Stated exercise ->
Please write out exactly the lines that begin at the line containing "Would you mind indicating the girl's hand" and run to the end of the records.

Items ->
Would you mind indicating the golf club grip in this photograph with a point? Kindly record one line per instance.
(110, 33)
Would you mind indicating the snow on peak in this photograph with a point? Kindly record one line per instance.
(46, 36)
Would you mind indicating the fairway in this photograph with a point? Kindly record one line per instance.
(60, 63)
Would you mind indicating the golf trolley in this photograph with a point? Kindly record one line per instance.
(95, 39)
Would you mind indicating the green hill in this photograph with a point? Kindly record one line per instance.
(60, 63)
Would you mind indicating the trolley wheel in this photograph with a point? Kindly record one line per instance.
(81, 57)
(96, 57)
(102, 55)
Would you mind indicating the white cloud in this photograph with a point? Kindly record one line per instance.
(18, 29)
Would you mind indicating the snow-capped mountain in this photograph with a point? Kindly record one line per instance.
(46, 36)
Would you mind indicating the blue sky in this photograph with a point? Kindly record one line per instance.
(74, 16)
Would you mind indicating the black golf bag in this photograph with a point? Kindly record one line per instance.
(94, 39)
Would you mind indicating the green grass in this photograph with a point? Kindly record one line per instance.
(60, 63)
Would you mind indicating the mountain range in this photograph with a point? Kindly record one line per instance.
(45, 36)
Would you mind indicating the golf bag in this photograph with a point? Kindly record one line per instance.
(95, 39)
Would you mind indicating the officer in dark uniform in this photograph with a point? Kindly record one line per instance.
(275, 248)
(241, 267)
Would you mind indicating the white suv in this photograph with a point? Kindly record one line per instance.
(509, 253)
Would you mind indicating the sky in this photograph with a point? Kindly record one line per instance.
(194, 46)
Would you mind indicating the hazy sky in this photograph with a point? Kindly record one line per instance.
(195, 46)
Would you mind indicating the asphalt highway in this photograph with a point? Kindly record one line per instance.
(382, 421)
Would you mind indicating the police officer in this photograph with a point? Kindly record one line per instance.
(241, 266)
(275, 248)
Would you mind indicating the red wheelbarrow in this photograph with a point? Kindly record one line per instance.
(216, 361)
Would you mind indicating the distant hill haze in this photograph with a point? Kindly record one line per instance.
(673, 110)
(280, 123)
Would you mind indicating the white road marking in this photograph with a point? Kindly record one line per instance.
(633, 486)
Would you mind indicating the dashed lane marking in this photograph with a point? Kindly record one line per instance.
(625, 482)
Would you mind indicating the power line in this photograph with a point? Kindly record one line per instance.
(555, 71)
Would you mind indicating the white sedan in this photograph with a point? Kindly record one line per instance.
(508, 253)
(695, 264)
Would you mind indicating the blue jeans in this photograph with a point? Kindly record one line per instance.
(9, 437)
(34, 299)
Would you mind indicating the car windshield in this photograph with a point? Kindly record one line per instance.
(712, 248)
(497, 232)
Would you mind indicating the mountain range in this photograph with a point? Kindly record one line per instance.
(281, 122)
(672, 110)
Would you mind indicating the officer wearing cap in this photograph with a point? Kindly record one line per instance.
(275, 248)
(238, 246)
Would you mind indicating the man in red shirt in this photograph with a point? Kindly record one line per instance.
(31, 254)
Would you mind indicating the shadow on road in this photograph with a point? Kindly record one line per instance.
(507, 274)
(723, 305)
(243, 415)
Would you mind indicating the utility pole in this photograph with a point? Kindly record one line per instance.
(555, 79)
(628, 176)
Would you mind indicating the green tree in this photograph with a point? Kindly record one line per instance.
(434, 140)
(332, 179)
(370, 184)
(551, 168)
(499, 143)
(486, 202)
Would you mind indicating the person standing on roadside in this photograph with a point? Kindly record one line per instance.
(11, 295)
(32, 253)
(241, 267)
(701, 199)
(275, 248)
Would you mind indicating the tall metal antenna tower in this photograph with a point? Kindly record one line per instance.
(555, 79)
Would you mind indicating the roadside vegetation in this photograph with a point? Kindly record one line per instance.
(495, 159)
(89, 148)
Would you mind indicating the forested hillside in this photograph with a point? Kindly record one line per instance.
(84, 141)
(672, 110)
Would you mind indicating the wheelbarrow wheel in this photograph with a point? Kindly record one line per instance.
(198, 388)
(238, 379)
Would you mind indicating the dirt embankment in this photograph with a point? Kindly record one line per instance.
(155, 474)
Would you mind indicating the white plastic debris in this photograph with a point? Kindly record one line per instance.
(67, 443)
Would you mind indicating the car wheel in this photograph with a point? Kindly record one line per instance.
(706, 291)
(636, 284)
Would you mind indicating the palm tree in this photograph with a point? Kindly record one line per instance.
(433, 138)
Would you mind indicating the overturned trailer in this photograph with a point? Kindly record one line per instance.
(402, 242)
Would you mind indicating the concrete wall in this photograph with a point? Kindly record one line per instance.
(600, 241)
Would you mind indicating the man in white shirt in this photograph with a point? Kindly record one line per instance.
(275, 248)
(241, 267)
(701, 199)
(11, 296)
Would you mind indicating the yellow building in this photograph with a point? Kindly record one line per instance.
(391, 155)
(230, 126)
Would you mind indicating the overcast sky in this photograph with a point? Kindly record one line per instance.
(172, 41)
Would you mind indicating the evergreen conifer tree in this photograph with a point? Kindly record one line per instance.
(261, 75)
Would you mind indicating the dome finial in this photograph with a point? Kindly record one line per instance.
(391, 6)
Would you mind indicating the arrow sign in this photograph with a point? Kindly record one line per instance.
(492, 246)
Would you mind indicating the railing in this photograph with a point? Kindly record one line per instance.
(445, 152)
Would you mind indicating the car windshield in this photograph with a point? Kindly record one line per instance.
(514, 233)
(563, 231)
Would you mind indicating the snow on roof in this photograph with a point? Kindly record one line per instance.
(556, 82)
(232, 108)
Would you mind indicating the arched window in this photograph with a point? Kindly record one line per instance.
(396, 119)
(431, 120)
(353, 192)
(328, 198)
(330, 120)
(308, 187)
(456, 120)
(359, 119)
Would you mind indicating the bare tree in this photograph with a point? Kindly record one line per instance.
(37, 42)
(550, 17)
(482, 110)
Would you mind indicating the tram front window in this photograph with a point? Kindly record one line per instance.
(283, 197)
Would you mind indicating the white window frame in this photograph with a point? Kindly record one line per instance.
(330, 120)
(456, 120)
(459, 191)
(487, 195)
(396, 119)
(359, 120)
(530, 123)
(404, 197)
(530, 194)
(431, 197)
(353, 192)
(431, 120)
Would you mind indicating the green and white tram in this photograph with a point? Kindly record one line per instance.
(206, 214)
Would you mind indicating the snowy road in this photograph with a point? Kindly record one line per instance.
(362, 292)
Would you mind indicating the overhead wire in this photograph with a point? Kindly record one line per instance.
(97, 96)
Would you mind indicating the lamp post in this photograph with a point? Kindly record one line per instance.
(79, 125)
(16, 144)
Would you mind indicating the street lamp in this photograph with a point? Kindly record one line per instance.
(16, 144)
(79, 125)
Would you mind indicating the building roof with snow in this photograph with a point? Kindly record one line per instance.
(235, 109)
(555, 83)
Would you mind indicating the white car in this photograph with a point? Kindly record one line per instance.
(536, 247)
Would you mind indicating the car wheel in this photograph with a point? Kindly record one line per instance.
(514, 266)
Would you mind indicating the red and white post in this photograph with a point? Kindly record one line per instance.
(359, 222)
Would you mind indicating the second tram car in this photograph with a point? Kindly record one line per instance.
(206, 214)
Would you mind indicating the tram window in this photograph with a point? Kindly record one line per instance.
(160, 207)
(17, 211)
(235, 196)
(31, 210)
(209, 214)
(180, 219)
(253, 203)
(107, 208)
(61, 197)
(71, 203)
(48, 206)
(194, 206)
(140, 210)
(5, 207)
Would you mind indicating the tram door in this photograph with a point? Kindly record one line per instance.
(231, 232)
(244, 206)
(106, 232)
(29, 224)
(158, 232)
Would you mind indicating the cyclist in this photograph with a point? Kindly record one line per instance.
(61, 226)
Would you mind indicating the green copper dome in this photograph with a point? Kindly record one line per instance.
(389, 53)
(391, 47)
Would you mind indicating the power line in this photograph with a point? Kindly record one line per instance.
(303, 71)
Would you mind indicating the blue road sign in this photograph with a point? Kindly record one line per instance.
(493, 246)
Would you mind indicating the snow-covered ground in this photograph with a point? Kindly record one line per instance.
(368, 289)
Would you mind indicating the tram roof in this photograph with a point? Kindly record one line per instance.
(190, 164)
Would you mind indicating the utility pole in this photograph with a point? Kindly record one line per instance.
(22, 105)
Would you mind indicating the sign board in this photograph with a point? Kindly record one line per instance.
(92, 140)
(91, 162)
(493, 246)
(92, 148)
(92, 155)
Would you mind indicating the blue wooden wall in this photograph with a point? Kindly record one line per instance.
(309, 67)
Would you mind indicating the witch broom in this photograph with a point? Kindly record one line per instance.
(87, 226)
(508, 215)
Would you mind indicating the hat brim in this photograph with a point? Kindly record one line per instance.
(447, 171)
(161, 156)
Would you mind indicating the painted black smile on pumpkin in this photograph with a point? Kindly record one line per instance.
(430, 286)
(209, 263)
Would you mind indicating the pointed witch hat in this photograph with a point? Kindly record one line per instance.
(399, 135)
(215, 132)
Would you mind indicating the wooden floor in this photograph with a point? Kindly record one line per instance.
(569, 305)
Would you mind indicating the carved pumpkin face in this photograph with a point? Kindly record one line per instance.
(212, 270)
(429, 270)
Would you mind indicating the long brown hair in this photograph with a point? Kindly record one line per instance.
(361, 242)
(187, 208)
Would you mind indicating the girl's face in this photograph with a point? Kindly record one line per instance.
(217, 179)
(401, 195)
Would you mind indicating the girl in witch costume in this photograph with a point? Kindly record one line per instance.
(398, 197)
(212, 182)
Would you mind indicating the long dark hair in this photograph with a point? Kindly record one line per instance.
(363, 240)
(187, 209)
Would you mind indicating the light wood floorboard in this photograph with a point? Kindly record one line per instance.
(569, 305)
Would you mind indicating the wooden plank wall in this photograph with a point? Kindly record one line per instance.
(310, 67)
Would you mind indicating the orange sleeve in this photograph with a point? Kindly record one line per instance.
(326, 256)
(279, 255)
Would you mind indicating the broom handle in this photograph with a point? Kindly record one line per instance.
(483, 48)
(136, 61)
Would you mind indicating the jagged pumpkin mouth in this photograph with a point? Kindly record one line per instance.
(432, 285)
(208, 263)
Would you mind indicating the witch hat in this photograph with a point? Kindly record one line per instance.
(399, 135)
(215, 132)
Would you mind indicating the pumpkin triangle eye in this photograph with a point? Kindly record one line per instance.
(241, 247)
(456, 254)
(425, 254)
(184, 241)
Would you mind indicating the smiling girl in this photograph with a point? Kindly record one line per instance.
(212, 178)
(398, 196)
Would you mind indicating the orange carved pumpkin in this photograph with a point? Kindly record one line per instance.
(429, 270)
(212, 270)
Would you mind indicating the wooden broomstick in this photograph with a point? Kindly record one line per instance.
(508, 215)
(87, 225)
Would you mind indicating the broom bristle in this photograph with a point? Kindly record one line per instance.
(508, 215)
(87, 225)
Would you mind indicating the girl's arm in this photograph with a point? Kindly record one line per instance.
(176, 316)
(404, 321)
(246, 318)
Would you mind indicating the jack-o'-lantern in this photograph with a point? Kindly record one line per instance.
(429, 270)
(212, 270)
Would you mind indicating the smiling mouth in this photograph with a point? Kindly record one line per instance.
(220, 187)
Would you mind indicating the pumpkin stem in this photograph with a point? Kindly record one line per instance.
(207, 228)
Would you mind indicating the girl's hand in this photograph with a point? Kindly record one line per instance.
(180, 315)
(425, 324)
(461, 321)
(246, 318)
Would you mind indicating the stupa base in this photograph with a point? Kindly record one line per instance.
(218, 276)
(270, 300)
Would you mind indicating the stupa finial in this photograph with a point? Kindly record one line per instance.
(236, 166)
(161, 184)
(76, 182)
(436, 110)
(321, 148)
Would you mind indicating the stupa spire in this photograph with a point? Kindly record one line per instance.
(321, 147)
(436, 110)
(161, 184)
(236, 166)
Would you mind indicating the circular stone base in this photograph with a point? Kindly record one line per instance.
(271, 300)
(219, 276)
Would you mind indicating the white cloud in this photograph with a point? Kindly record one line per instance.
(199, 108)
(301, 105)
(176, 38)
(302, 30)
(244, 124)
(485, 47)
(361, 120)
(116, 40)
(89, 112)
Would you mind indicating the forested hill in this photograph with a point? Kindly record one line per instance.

Solution for this problem ->
Would you mind indicating the girl's hand in this photograph with a point? Kindly record one line per instance.
(180, 315)
(425, 324)
(461, 321)
(246, 318)
Would you mind indicating the stupa base in this photograph with a point? Kindly record one line per instance.
(218, 276)
(270, 300)
Would you mind indicating the stupa finial in this photograph with a point? Kindly record one line per instance.
(236, 166)
(161, 184)
(76, 182)
(436, 110)
(321, 148)
Would you mind indicating the stupa spire in this photograph with a point? Kindly record one line per instance.
(321, 147)
(436, 110)
(161, 184)
(236, 166)
Would you mind indicating the circular stone base in this photograph with a point? Kindly record one line per instance.
(271, 300)
(219, 276)
Would you mind indicating the white cloud in this photograph with a point? Kindly record one line per instance.
(199, 108)
(301, 105)
(176, 38)
(302, 30)
(244, 124)
(485, 47)
(361, 120)
(116, 40)
(89, 112)
Would you mind indicating the forested hill in this photograph with a point? Kindly record one line per instance.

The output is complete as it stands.